Earlier, we saw that when using the expression b = a, it doesn't create a copy of the object. Instead, it adds a new reference to the object.

When we modify a mutable object through one of its references, the object's other references reflect the same modifications as they all point to the same object.

To avoid unwanted updates to an object, we can create a copy of an object rather than add a new reference.

A copy is sometimes needed, so one can change the copy without modifying the original object. Let's look into how we can copy objects in Python.

There are two types of copy operations to copy mutable container objects such as lists:

  • Shallow Copy
  • Deep Copy

Shallow Copy

We can perform a copy operation either by -

  • using the copy() function from a built-in module copy ,
  • or by creating a new container object with the same children objects.

Let's first use the copy() from the standard module to create a list object copy.

>>> from copy import copy
>>> a = [1, 2, 3]
>>> c = copy(a)					# Creating object using `copy`
>>> c
[1, 2, 3]
>>> c == a
True							# `c` Contains same elements as `a`
>>> c is a
False							# `c` refers to a different object

In the above code, we created a copy of the list object a, which is a different list object than a but contains the same elements as a. Now, let's modify c and see if it affects the list object a.

>>> c[2] = 10
>>> c
[1, 2, 10]				# `c` is modified
>>> a
[1, 2, 3]				# `a` is unchanged

As we can see, modifying a copy of the object doesn't affect the original object.

We can also copy a list object by copying the elements into a new list object. To do that, you might recall that the slice notation can be used to extract all the list elements.

Which of the following slice notation returns all the elements of the list object a.

  1. a[0:len(a)-1]
  2. a[0: -1]
  3. a[0::-1]
  4. a[:]

The slice notation a[:] returns all the list object's elements a[:]. Let's create a new list object with the same elements as a.

------------------------------------------------------------

- To-do item A -
Answer these questions about the text on copying objects in Python:
(i) What does the expression b = a add, instead of creating a copy of the object?
(ii) What two types of copy operations does the text list for mutable container objects such as lists?
(iii) Which slice notation returns all the elements of the list object a?
- To-do item B -
Find each line of the entries that contains the string "positive" and copy it out. Case counts.
The entries below this point are unrelated to the text on copying objects in Python.

------------------------------------------------------------

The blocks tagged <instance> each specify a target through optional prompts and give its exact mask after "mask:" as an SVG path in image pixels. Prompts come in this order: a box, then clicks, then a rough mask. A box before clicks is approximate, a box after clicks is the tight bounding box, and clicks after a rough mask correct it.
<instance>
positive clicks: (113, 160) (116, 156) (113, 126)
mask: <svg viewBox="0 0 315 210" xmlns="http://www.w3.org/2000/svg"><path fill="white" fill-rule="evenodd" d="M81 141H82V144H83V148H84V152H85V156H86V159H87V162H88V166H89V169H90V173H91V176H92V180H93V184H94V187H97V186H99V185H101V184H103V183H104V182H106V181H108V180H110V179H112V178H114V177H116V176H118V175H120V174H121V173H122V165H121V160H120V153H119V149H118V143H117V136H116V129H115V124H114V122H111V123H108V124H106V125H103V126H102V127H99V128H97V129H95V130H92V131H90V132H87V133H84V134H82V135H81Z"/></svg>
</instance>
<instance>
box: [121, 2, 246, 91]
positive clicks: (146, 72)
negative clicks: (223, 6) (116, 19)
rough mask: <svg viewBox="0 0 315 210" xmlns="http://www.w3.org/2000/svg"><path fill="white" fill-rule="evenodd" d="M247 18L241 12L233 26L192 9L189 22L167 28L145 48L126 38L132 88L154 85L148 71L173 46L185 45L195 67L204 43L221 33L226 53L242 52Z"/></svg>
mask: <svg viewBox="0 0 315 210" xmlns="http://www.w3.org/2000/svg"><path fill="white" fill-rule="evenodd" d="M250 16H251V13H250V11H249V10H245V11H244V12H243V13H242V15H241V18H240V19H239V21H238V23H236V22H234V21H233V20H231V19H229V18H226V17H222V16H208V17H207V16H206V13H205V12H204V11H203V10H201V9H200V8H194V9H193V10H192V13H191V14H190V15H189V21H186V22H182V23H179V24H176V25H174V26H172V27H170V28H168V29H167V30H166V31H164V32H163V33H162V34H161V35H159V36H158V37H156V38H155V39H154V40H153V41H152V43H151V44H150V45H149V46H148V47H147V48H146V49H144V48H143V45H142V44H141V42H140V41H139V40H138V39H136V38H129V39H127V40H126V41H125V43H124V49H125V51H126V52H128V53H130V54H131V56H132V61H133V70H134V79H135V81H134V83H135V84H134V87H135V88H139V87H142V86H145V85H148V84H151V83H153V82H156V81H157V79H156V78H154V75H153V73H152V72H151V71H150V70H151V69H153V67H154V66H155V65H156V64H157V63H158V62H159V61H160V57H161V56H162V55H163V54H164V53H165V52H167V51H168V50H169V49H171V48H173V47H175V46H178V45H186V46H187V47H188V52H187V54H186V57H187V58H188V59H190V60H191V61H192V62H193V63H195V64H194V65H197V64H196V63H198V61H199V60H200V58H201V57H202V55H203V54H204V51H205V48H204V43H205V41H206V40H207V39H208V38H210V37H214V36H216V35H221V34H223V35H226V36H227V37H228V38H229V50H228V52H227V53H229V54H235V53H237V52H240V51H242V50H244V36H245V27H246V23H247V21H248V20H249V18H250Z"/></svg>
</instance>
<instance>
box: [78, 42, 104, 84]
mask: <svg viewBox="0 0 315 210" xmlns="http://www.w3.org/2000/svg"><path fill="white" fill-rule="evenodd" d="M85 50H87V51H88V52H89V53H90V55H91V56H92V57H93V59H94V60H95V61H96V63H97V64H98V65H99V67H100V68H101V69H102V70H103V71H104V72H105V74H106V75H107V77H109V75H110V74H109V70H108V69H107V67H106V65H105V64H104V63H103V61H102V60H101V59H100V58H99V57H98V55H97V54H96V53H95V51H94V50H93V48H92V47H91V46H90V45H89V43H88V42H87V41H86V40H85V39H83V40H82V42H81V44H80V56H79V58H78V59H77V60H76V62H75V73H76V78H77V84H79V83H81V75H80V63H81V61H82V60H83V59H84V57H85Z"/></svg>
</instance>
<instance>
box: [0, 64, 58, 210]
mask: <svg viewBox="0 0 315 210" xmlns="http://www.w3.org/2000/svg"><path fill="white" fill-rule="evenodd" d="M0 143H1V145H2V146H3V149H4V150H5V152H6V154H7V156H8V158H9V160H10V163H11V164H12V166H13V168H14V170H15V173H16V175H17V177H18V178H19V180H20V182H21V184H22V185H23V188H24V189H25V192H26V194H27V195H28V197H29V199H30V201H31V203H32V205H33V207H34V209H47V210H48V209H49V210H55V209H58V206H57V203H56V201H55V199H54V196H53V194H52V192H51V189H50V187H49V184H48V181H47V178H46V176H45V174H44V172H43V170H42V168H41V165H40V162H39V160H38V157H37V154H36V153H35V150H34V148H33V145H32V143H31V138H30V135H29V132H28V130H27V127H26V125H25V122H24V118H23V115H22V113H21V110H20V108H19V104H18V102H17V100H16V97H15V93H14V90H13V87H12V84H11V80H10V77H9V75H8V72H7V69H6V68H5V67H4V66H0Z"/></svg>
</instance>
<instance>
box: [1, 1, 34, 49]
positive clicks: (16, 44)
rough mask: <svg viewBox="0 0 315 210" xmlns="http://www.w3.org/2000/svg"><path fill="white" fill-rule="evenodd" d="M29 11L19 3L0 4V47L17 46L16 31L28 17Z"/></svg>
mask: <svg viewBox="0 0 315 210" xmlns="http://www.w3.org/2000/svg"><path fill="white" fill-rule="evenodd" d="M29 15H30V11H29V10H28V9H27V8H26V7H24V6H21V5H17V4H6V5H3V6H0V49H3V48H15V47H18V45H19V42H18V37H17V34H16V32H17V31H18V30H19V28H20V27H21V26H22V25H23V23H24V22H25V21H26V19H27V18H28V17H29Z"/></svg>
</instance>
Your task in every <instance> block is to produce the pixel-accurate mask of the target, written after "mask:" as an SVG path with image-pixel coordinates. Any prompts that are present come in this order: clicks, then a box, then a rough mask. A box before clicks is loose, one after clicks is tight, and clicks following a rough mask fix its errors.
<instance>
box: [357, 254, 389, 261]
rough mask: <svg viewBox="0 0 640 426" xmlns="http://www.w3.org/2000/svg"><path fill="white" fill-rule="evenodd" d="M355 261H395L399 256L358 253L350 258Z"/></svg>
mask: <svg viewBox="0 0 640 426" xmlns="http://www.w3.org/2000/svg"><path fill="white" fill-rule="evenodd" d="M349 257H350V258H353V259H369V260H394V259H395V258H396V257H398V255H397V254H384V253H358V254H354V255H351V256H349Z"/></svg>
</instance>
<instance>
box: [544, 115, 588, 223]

------------------------------------------------------------

- Worked solution A -
(i) A new reference to the object.
(ii) Shallow Copy and Deep Copy.
(iii) a[:]

- Worked solution B -
positive clicks: (113, 160) (116, 156) (113, 126)
positive clicks: (146, 72)
positive clicks: (16, 44)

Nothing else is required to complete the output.